Records provided Block Start
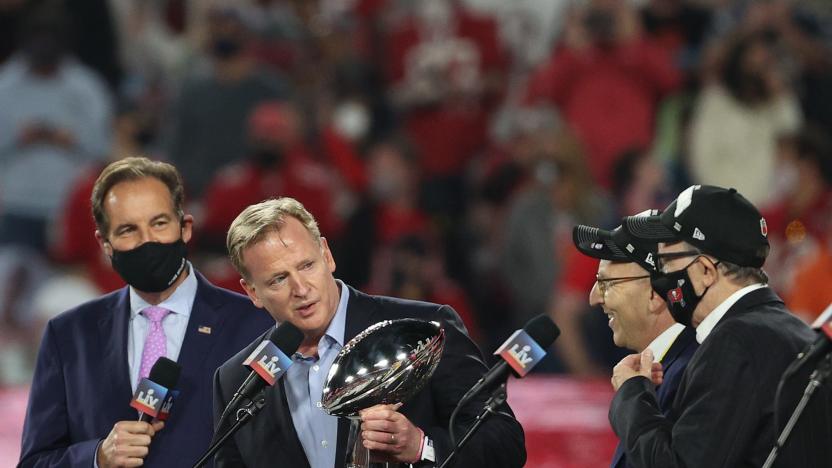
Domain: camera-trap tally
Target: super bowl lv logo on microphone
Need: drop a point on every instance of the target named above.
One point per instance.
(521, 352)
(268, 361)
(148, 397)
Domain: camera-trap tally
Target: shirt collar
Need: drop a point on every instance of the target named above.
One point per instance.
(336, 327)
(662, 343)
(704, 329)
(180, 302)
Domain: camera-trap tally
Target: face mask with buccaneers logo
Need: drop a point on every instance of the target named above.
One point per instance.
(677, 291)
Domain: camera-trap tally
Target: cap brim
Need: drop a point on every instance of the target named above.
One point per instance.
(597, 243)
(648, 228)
Records provided Block End
_Exercise_. Copy every entry exactly; drop the pictures.

_Written solution_.
Domain: camera-trap tally
Target: super bowl lv logo on microphone
Need: drop a point on every instance of the target named above.
One point per instance.
(521, 352)
(268, 361)
(148, 397)
Domain: camera-trap tally
Target: shirt collar
Need: drop a point on every instance of the target named above.
One point per instance.
(336, 327)
(662, 343)
(704, 329)
(180, 302)
Domain: camera-trap tally
Target: face mask with buccaneers logo
Need: drop a point on every instance of the target named above.
One point per instance.
(677, 291)
Domain: camera-trap tally
Target: cap brim
Need: drop a point on every instance of the target named above.
One point per instance.
(597, 243)
(648, 228)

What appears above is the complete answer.